Write each line exactly, from the line that holds "of the glowing" through the final line of the material, and no other line.

*DATA SHOWN*.

* START *

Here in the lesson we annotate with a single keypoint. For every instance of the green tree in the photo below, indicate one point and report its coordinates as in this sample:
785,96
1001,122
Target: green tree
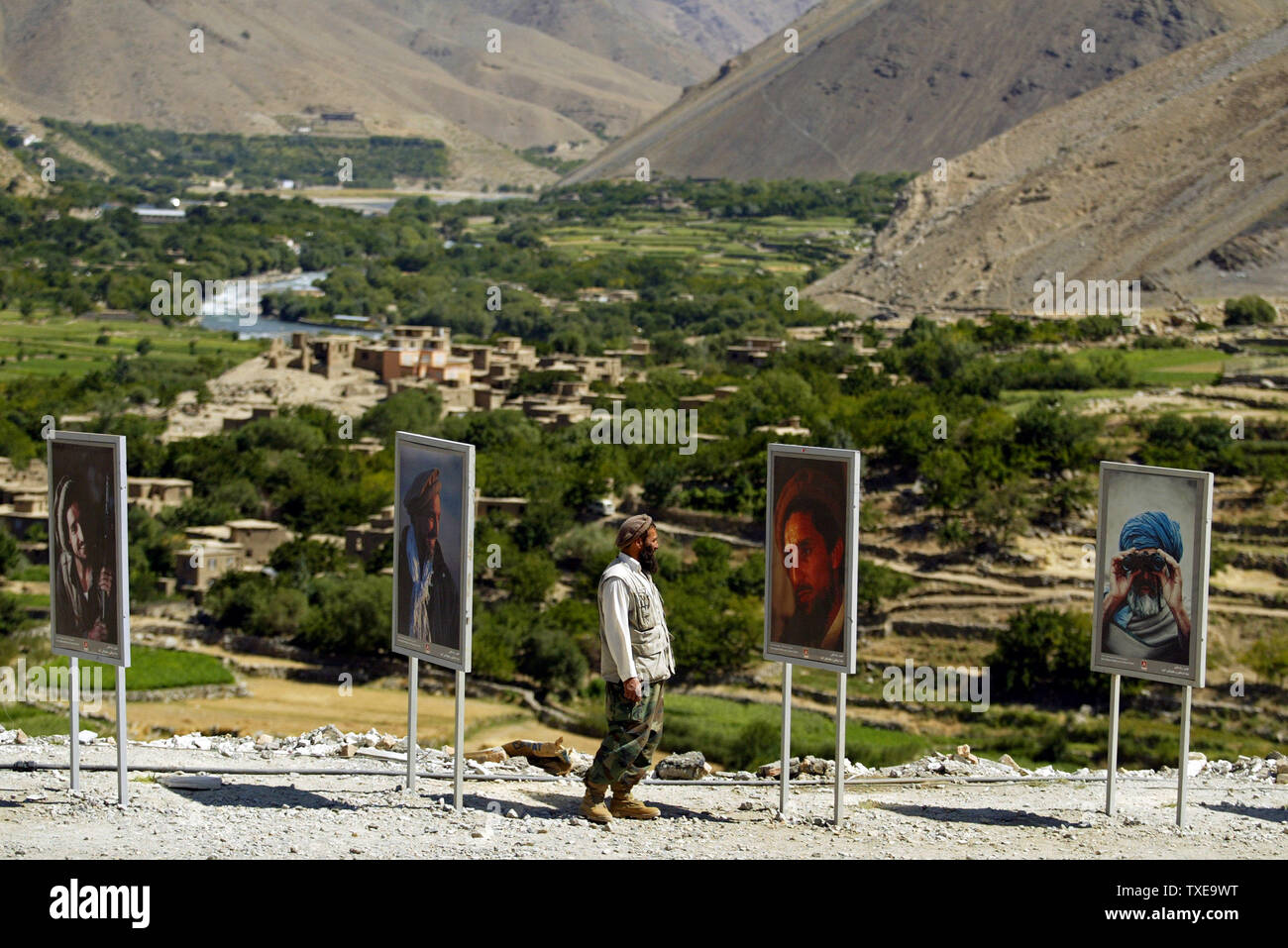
1248,311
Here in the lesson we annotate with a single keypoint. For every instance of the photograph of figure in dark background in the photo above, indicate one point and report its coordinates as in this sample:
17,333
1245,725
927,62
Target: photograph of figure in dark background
84,537
428,596
1144,612
809,543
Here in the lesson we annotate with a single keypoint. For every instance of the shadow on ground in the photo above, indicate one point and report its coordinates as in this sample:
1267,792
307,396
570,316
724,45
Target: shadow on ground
1271,814
986,815
568,805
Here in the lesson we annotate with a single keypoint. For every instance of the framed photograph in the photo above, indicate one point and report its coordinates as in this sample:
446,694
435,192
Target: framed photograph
433,549
811,557
89,576
1153,544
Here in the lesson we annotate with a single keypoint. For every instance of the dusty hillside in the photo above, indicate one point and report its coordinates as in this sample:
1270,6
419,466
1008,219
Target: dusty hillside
888,86
1128,180
399,65
720,29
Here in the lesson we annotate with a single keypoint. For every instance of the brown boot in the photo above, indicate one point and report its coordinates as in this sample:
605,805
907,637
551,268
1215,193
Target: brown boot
592,804
625,806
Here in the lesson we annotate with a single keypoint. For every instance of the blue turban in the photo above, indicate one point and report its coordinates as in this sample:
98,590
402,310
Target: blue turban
1151,530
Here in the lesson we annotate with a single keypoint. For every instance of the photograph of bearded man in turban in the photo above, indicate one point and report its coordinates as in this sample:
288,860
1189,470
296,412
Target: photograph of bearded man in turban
1144,612
433,535
1153,548
88,561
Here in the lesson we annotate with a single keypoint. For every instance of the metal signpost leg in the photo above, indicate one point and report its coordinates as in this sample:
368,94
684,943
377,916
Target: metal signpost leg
121,772
787,738
1185,758
459,773
75,724
840,745
412,693
1115,682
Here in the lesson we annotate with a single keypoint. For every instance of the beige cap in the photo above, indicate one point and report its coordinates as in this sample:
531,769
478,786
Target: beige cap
631,528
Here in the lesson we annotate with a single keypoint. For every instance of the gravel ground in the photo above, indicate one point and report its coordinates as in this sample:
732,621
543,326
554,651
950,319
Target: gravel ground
370,817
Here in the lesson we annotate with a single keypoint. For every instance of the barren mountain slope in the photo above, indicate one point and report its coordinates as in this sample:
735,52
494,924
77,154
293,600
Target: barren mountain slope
885,85
399,65
1129,180
720,29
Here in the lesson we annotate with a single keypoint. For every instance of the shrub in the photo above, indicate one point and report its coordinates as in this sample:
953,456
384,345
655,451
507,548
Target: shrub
1042,656
1248,311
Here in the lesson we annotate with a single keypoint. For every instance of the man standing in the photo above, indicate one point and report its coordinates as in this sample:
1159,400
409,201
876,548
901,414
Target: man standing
635,660
428,605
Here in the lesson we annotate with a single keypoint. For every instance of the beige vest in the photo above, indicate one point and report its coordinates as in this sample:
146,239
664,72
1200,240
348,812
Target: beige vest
651,639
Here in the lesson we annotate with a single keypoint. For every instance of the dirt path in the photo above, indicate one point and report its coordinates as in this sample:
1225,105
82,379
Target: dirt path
340,817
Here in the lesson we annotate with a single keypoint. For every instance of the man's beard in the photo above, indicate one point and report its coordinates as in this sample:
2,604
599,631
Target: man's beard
648,562
1144,599
819,604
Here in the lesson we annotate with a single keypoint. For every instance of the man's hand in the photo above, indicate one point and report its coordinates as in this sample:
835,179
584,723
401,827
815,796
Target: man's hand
1120,581
1171,587
631,686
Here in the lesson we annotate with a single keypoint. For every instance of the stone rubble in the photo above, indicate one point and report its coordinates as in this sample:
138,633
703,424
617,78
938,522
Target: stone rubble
329,741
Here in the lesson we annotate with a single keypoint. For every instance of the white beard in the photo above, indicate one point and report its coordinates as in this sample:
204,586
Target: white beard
1144,604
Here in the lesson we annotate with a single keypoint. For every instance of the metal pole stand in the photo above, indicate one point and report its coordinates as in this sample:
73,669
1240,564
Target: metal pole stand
412,693
1185,758
459,764
1115,685
75,749
121,767
840,746
786,755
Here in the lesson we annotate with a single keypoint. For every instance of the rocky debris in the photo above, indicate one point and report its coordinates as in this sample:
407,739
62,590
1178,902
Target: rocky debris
489,755
191,781
683,767
1006,762
776,769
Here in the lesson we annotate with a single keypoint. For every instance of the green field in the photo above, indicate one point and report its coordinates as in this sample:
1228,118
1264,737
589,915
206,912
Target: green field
776,244
37,350
159,668
1170,368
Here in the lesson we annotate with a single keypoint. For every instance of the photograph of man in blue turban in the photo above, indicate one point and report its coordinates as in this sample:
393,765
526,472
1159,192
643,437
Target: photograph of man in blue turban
1144,613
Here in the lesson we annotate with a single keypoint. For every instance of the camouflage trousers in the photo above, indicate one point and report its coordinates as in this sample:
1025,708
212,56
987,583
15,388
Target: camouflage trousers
634,730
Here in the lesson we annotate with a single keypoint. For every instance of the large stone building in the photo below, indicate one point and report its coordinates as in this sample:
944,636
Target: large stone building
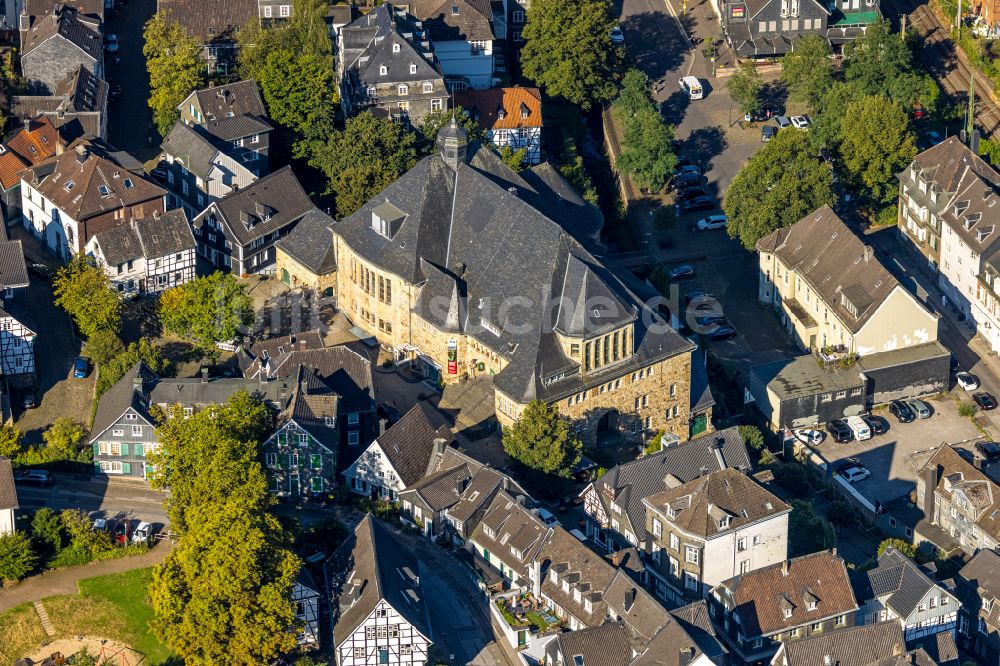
834,294
466,269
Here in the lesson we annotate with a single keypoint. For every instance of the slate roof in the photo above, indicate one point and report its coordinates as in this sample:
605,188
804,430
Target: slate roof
835,263
13,269
231,100
67,24
485,106
473,20
149,238
210,21
851,646
271,203
76,178
408,443
191,149
311,243
8,492
475,238
701,504
630,483
760,596
897,581
371,567
603,645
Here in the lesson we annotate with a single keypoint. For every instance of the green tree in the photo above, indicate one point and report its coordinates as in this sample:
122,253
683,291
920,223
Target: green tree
10,442
807,71
299,92
363,159
543,441
876,145
84,291
17,559
780,185
744,86
568,50
206,310
103,346
647,155
173,60
64,440
905,548
115,369
809,532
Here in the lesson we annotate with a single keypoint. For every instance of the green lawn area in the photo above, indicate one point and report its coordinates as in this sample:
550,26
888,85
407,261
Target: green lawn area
114,606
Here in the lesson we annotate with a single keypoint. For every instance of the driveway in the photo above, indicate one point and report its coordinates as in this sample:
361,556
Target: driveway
894,458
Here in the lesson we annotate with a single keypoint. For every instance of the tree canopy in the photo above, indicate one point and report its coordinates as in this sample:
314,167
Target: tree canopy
363,159
568,50
807,71
207,310
173,60
780,185
876,145
543,441
85,292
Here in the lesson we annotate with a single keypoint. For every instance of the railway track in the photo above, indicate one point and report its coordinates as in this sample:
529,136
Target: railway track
946,63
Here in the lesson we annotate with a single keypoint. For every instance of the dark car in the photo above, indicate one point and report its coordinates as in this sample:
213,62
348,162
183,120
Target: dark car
699,203
840,431
877,424
35,477
80,368
985,400
721,332
901,411
990,451
847,463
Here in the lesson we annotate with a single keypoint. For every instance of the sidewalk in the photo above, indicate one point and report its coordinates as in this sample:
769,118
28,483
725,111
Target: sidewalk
64,581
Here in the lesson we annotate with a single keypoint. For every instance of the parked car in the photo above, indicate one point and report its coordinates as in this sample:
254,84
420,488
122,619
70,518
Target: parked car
990,451
985,400
35,477
713,222
919,408
878,425
682,272
967,381
855,474
721,332
845,464
699,203
800,122
840,431
901,411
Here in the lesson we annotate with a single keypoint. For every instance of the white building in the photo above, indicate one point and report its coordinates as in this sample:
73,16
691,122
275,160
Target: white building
147,255
381,617
711,529
8,498
400,456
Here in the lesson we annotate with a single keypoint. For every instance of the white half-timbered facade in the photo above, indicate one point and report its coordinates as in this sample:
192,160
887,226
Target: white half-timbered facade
148,255
380,618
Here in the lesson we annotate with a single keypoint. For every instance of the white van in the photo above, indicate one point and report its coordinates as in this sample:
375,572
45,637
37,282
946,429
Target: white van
692,86
859,427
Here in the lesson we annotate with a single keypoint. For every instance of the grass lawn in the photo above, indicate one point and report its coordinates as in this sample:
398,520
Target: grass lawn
114,606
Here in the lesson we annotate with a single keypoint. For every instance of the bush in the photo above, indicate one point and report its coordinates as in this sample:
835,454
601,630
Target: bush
904,547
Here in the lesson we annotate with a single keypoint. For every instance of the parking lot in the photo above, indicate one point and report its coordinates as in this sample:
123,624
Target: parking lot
893,458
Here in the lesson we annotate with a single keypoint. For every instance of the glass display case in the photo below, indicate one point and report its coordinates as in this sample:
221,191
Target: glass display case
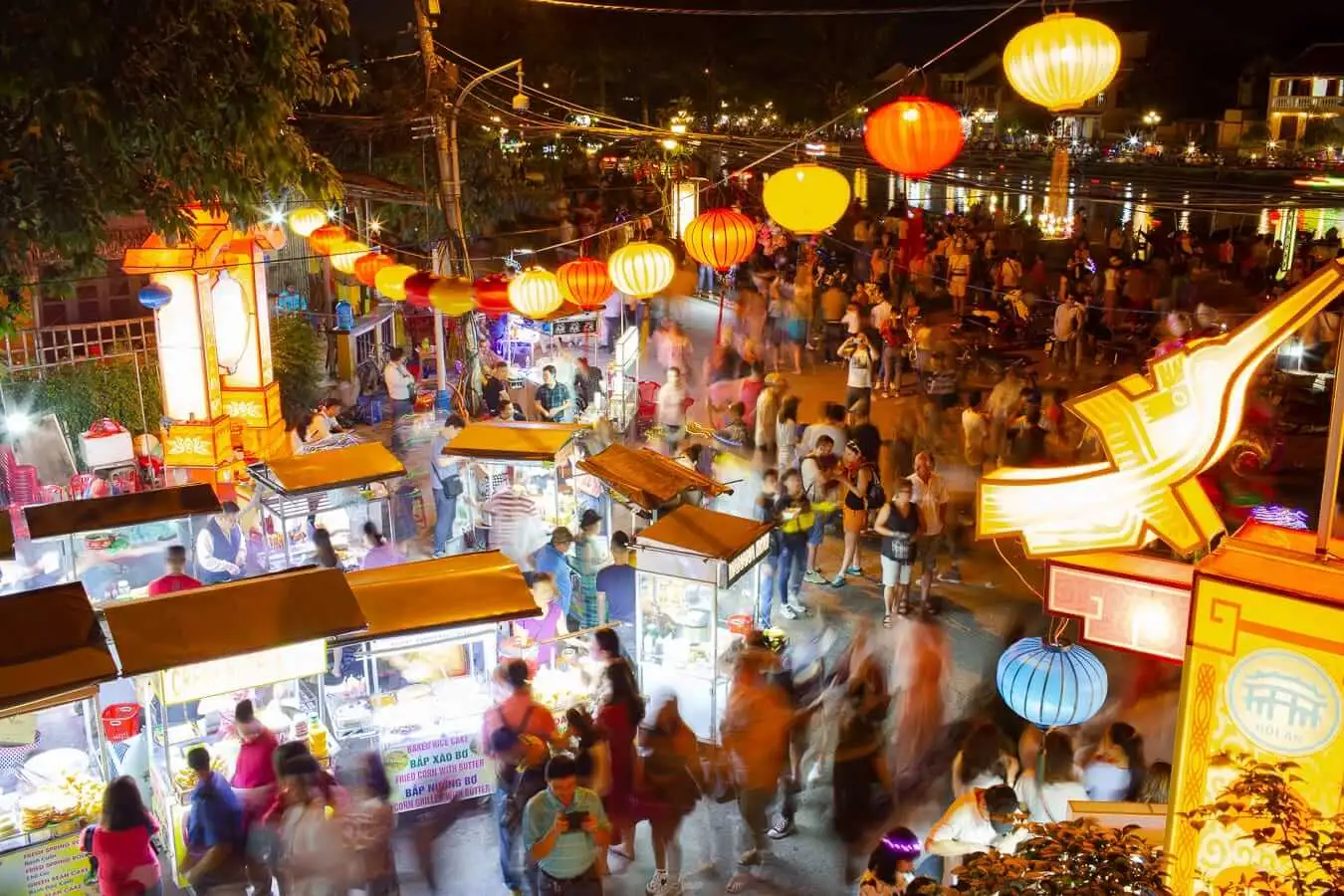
698,583
113,546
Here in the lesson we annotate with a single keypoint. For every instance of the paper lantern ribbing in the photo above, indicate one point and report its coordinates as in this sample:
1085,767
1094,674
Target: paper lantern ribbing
306,220
914,135
326,238
368,265
1050,684
154,296
535,293
391,281
721,238
491,295
584,283
1062,62
641,269
806,199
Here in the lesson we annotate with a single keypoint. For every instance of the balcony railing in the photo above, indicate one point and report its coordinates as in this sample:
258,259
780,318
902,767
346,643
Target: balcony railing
1308,104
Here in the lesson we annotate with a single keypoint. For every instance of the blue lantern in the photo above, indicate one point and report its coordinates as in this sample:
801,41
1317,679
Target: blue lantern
154,296
1051,684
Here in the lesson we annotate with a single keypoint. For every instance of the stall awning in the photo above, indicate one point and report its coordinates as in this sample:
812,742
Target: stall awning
514,441
118,511
53,646
334,469
706,534
171,630
438,594
645,477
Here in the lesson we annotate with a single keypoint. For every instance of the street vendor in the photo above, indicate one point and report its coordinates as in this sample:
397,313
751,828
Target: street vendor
221,547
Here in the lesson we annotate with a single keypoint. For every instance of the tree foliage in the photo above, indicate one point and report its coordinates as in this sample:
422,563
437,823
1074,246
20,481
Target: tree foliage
114,108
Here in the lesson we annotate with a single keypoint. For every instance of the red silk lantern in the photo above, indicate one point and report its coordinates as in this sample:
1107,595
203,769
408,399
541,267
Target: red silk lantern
914,135
491,293
584,283
367,266
721,238
326,238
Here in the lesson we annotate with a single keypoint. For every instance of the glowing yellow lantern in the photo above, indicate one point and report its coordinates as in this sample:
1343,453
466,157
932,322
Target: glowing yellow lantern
345,254
391,281
535,293
641,269
1062,62
306,220
806,199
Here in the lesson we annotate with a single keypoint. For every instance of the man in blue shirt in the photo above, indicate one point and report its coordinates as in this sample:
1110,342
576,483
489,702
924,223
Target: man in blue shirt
215,842
566,829
552,560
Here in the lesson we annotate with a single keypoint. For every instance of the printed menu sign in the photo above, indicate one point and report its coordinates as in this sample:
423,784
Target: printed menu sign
434,772
54,868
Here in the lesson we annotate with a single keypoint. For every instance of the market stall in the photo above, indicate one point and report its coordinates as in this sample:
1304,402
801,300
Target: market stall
336,489
698,583
113,546
51,768
533,462
415,684
194,654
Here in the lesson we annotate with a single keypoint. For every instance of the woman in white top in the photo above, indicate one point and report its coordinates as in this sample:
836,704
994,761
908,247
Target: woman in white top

* END *

*COMPLETE ANSWER*.
Here in the lesson we annotate with a single keypoint. For every instance of the glowing yellow lantern in the photo above, indicate one point and report its coordinates as in this sample:
1343,453
466,157
932,322
Target: glowing yellow lantern
345,254
391,281
535,293
641,269
1062,62
306,220
806,199
Here in the lesson we annotate with a single keypoint. For every instance of the man in blue shirt in the photo above, indicate one point and report its coordinates as in this sample:
1110,342
576,483
489,702
924,223
Target: man in blue shirt
215,842
566,829
552,560
Here in the lesson we annotate with a single keypoint. For every instance of the printed menu sign in the photo above, indicate one point and report its coordinates as in this sample:
423,784
Target: printed menu sign
434,772
54,868
Here in the lesson we annotate with a single keypoint. For every instance of the market stall in the photo above, indicate one point and report its coordinates as in this sample:
1304,402
801,300
Target: market stall
336,489
698,583
113,546
51,768
533,462
415,684
194,654
Here in the lesson we annotate with a single keypoint. For every instance of the woman in white top in the photo above, indicate one point and report its coordinates as in this sample:
836,704
994,761
908,247
Target: woman in white top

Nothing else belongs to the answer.